# [EXCERPT PROVIDED]

Keyboard shortcuts

Press or to navigate between chapters

Press S or / to search in the book

Press ? to show this help

Press Esc to hide this help

Backup and Recovery

A database you can’t restore is a database you don’t have. Backup is not about the backup — it’s about the restore. The question is not “do we have backups?” but “have we tested restoring from them recently?” and “what’s our actual recovery time in an emergency?”

This chapter covers the full spectrum of Postgres backup strategies: logical dumps with pg_dump, continuous archiving with WAL, point-in-time recovery, and the production-grade tools that make this manageable.

Terminology: RPO and RTO

Two metrics define your backup requirements:

RPO (Recovery Point Objective): How much data can you afford to lose? An RPO of 5 minutes means you can tolerate losing up to 5 minutes of transactions in a catastrophic failure. An RPO of 0 means you need synchronous replication with no data loss.

RTO (Recovery Time Objective): How long can the database be unavailable during recovery? An RTO of 4 hours means you can take up to 4 hours to restore from a backup and catch up. An RTO of 5 minutes requires a hot standby.

Your backup strategy flows from these numbers. A startup with moderate data loss tolerance might accept RPO=24h (daily backups) and RTO=4h. A financial system might require RPO=0 and RTO=minutes. Most production applications land somewhere in between.

pg_dump: Logical Backups

pg_dump is Postgres’s built-in tool for creating logical (SQL) backups. It connects to the database and dumps the schema and data as SQL commands or CSV.

# Dump to SQL file (text format)
pg_dump --dbname=mydb --file=backup.sql

# Dump to custom binary format (recommended: smaller, parallelizable restore)

# [ENTRIES SHOWN]
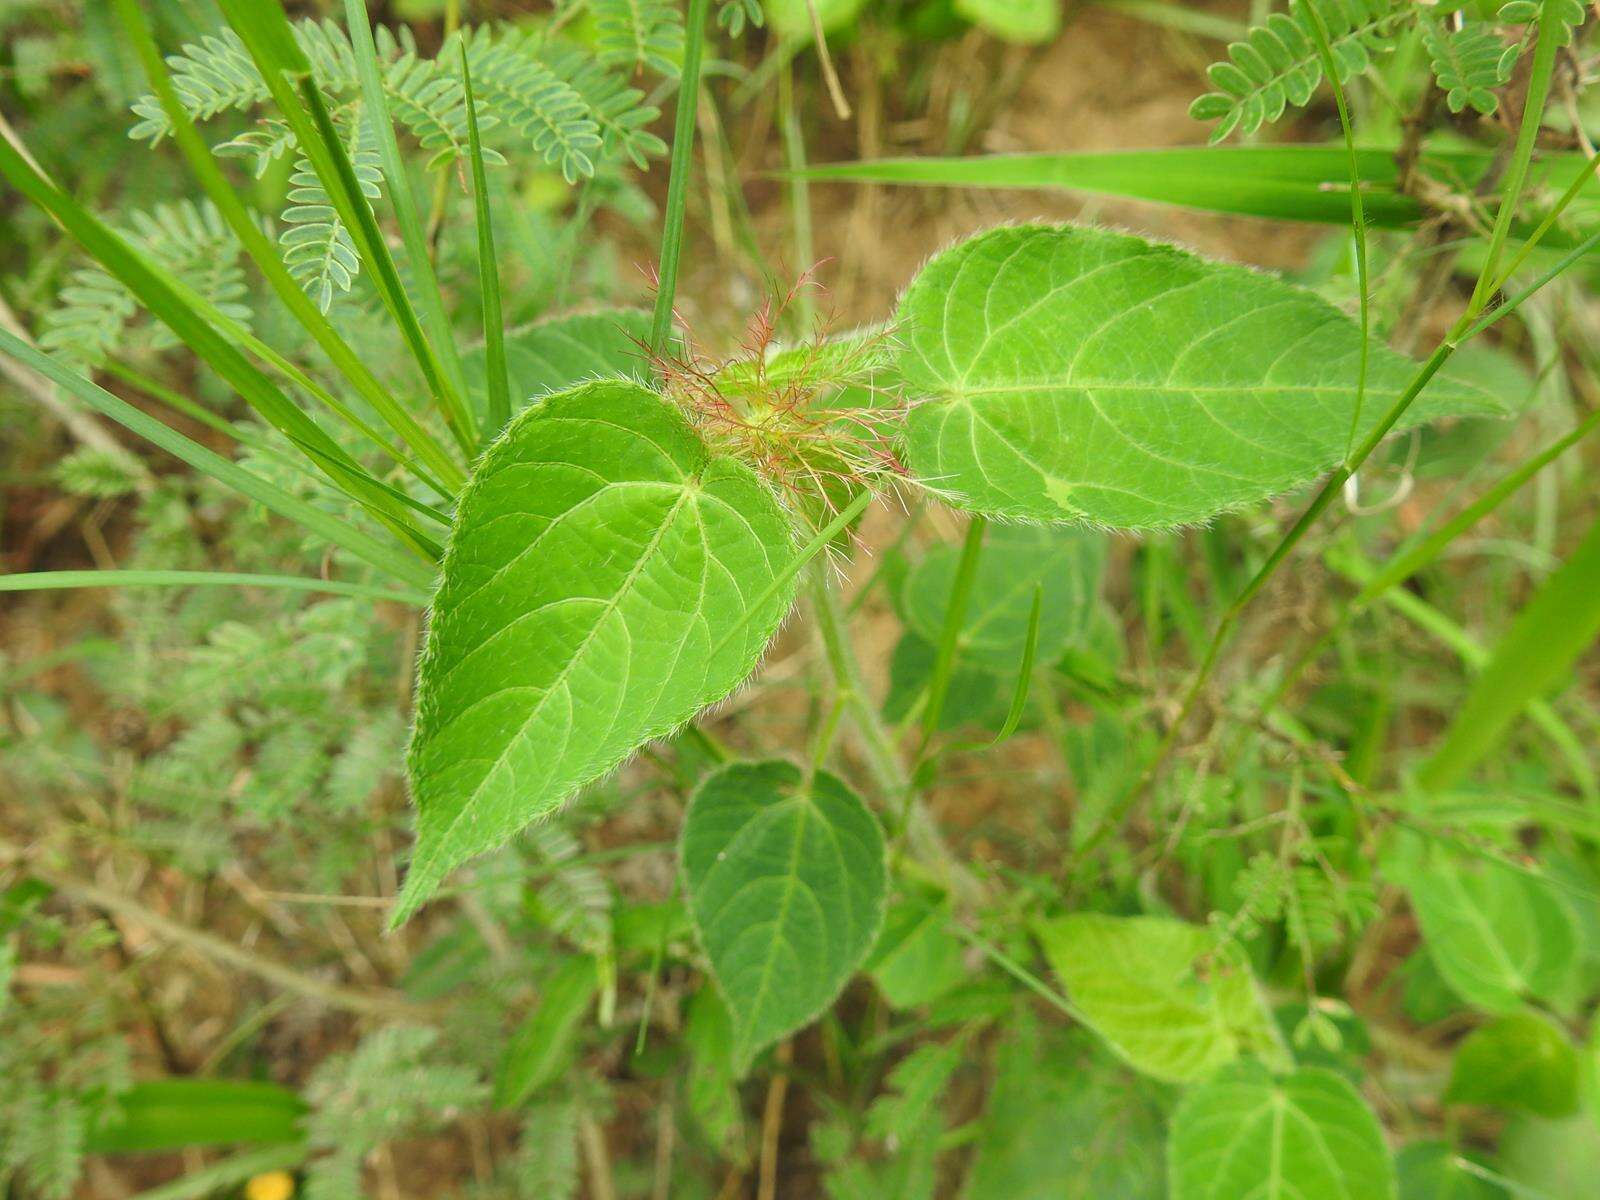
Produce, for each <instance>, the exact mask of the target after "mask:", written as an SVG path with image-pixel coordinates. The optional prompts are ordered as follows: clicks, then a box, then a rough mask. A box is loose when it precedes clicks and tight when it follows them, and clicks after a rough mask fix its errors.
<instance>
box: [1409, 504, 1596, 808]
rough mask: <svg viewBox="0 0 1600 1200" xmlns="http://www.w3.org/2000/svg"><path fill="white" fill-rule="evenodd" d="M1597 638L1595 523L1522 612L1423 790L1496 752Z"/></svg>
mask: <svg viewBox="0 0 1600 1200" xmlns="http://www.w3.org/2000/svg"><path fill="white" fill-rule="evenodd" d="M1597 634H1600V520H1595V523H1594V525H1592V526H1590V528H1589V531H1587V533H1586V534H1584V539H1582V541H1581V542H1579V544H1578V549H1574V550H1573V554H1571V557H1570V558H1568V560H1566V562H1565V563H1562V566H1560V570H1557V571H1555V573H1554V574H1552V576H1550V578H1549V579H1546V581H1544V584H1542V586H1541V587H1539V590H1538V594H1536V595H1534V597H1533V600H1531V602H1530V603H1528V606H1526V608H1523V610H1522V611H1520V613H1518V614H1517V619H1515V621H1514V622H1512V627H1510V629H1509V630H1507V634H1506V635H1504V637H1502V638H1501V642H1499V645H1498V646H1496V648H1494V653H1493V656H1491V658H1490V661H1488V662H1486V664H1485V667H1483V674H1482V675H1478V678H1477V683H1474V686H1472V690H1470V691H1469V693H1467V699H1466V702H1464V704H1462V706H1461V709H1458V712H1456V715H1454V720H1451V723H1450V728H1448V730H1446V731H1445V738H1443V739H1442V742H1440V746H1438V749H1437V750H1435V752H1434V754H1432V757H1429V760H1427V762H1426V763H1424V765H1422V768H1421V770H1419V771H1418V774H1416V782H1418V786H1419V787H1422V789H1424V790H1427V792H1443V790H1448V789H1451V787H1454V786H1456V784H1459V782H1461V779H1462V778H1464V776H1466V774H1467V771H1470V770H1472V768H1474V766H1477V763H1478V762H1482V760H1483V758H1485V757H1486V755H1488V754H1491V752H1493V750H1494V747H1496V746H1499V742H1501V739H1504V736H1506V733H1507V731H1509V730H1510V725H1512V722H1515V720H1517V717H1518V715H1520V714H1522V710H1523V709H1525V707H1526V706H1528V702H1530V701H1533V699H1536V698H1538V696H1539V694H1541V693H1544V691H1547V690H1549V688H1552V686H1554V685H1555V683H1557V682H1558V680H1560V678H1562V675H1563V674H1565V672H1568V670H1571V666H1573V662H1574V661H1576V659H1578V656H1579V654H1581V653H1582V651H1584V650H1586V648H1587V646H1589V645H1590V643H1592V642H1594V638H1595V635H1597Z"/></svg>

* * *

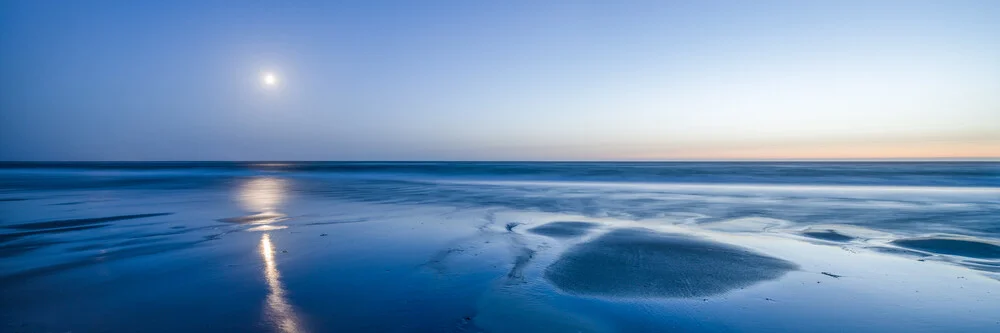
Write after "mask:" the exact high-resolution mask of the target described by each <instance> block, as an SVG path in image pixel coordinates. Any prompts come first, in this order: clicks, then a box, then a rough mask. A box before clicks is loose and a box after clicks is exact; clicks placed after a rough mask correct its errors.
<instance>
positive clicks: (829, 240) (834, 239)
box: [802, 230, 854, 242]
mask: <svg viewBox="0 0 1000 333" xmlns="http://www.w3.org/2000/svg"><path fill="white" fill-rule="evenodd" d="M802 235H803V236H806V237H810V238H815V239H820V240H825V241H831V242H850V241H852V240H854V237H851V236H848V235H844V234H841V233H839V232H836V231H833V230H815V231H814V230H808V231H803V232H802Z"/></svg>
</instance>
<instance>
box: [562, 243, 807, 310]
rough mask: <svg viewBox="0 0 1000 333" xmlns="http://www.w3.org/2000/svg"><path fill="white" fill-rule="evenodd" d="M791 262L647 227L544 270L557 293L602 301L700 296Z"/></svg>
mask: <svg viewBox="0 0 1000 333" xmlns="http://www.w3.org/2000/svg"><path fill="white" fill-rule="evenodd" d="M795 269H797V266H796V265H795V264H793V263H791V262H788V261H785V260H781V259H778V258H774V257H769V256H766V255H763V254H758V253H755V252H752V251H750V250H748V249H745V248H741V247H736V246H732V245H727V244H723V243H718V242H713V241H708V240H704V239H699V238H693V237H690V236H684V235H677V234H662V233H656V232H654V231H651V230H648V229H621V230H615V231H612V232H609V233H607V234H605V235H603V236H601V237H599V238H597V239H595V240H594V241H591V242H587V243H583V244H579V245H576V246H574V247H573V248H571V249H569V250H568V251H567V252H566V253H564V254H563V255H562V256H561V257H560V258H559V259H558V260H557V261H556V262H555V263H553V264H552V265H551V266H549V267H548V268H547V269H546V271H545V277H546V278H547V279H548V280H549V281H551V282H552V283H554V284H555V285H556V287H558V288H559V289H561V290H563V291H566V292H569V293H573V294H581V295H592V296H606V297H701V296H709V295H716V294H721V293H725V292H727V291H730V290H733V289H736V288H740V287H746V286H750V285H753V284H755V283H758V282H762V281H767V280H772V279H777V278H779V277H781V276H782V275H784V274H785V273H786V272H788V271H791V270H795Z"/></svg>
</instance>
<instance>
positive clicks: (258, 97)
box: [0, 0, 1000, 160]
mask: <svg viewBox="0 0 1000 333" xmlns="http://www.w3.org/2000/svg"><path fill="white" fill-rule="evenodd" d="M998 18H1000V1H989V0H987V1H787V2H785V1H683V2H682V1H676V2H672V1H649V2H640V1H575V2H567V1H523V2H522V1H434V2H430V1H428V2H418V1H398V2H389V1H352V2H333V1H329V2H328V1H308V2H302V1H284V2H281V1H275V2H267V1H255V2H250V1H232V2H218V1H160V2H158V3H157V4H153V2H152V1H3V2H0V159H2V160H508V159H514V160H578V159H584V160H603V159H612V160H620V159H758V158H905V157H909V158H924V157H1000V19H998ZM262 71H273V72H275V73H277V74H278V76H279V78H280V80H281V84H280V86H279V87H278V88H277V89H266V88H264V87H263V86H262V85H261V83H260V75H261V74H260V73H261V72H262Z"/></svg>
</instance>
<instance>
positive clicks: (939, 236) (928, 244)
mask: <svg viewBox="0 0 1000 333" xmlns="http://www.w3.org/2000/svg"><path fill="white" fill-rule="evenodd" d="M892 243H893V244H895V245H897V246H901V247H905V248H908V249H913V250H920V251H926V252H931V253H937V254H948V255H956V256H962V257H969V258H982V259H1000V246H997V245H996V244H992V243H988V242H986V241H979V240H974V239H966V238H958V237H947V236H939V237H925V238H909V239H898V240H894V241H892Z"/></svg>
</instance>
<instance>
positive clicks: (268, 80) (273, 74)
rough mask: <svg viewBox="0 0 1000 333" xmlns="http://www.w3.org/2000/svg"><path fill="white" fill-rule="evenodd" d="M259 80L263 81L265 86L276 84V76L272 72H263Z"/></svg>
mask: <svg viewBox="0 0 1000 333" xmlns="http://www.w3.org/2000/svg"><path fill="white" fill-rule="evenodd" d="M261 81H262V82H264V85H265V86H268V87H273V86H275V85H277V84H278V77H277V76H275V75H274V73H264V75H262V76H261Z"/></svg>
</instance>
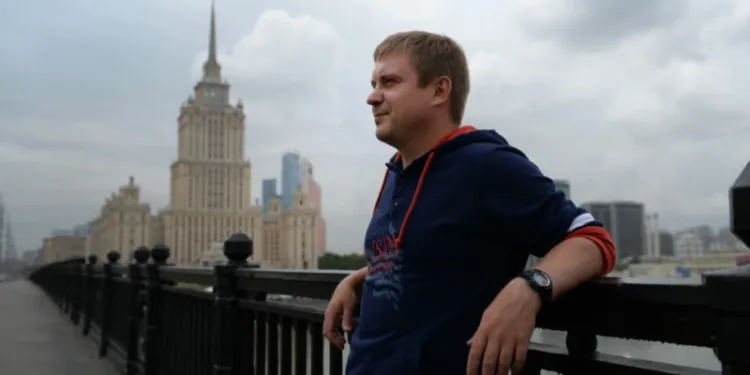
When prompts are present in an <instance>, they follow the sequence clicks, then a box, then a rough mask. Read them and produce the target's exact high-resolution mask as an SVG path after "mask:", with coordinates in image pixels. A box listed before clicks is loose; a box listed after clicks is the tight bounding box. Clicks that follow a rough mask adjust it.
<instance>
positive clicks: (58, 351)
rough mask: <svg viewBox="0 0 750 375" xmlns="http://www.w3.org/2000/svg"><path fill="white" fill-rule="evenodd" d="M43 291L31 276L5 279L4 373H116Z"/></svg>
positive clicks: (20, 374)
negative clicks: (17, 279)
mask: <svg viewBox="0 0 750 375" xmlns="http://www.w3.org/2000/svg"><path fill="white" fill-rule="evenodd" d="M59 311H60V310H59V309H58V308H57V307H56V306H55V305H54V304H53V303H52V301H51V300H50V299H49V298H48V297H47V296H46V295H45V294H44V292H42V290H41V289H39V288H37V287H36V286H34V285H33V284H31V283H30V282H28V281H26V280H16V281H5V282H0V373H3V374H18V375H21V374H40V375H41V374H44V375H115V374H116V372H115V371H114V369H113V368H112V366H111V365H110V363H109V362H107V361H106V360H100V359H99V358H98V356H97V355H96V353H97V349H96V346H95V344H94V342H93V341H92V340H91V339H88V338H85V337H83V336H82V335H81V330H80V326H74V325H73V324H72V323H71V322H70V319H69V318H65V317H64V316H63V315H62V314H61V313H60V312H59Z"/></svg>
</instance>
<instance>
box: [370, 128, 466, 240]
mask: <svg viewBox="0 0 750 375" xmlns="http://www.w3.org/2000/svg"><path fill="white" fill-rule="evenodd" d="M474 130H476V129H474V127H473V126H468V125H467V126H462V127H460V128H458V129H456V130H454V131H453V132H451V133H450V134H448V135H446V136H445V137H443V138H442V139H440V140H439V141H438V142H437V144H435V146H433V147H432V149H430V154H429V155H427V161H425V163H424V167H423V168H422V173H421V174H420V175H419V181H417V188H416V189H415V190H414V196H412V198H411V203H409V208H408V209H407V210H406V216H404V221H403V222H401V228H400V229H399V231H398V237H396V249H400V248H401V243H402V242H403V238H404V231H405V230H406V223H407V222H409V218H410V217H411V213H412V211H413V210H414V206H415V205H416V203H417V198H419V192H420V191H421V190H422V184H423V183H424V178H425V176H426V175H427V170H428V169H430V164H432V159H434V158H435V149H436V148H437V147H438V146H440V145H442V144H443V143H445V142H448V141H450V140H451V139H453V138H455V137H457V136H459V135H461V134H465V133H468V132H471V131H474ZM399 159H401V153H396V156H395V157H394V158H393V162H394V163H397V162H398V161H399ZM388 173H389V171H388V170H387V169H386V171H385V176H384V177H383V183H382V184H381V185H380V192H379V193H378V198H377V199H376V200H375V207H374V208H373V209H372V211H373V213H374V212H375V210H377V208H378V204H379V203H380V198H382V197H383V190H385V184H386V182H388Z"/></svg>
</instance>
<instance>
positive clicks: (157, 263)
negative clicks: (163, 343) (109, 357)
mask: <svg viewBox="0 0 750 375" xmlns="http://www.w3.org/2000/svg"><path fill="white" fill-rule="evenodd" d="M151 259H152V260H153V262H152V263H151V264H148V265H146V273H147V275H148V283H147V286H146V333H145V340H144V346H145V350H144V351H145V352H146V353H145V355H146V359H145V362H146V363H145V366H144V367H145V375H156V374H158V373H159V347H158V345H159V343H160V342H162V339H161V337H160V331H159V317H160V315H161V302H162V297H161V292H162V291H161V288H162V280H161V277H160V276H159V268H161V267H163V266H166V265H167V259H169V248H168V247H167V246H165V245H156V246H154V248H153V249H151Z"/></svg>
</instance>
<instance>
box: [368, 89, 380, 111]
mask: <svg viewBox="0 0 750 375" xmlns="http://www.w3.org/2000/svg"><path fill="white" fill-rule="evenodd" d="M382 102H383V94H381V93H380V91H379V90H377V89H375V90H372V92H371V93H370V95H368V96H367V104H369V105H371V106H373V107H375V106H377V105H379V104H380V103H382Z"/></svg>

==

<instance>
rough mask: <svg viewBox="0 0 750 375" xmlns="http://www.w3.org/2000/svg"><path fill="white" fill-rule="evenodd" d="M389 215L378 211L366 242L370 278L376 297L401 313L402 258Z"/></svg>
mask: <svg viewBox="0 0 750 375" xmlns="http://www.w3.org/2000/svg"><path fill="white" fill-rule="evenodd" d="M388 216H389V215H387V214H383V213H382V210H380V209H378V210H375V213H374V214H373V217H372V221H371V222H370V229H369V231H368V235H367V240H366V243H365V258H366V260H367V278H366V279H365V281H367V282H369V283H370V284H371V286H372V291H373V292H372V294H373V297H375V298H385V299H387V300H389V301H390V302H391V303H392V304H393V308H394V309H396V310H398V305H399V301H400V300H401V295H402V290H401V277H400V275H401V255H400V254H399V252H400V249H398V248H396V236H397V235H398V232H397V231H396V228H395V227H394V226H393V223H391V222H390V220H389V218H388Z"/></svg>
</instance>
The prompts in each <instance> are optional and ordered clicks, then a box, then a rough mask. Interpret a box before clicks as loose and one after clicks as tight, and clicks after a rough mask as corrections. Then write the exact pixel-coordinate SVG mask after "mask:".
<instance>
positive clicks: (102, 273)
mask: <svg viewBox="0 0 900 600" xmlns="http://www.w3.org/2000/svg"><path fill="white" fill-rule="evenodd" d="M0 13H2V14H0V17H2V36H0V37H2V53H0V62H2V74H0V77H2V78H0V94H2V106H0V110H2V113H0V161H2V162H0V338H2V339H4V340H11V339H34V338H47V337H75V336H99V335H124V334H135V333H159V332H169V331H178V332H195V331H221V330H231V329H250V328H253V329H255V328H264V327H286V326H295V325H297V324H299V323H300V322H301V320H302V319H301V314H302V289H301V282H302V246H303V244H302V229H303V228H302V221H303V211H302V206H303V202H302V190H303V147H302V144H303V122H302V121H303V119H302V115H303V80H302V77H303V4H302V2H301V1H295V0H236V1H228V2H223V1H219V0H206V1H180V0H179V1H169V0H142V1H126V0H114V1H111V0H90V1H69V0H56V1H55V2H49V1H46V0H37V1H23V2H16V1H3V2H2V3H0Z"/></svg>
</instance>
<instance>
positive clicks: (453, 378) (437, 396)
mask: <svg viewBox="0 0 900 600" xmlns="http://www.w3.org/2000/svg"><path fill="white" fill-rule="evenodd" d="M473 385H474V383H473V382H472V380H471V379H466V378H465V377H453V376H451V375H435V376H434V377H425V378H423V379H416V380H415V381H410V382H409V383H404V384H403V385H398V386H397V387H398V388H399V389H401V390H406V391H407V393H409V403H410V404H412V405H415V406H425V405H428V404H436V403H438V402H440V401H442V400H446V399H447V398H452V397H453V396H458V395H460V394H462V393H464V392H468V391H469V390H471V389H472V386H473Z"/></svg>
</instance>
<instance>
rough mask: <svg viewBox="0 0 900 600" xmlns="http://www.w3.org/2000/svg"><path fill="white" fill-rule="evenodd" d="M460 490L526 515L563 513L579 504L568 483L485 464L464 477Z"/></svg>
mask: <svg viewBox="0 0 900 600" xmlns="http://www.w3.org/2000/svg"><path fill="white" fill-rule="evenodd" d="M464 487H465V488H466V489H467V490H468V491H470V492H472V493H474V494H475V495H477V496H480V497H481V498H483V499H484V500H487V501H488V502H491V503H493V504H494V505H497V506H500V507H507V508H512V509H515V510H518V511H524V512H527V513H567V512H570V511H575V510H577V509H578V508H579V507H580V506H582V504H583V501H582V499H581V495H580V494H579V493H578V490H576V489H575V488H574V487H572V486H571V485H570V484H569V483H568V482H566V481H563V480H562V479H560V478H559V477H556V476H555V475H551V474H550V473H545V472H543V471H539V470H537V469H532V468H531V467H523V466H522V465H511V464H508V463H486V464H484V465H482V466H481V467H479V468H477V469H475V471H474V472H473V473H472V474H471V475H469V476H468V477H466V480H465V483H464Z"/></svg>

# [REQUIRED WORK]
Set down the whole Postgres backup and recovery page again, word for word.

# [ANSWER]
Keyboard shortcuts

Press or to navigate between chapters

Press S or / to search in the book

Press ? to show this help

Press Esc to hide this help

Backup and Recovery

A database you can’t restore is a database you don’t have. Backup is not about the backup — it’s about the restore. The question is not “do we have backups?” but “have we tested restoring from them recently?” and “what’s our actual recovery time in an emergency?”

This chapter covers the full spectrum of Postgres backup strategies: logical dumps with pg_dump, continuous archiving with WAL, point-in-time recovery, and the production-grade tools that make this manageable.

Terminology: RPO and RTO

Two metrics define your backup requirements:

RPO (Recovery Point Objective): How much data can you afford to lose? An RPO of 5 minutes means you can tolerate losing up to 5 minutes of transactions in a catastrophic failure. An RPO of 0 means you need synchronous replication with no data loss.

RTO (Recovery Time Objective): How long can the database be unavailable during recovery? An RTO of 4 hours means you can take up to 4 hours to restore from a backup and catch up. An RTO of 5 minutes requires a hot standby.

Your backup strategy flows from these numbers. A startup with moderate data loss tolerance might accept RPO=24h (daily backups) and RTO=4h. A financial system might require RPO=0 and RTO=minutes. Most production applications land somewhere in between.

pg_dump: Logical Backups

pg_dump is Postgres’s built-in tool for creating logical (SQL) backups. It connects to the database and dumps the schema and data as SQL commands or CSV.

# Dump to SQL file (text format)
pg_dump --dbname=mydb --file=backup.sql

# Dump to custom binary format (recommended: smaller, parallelizable restore)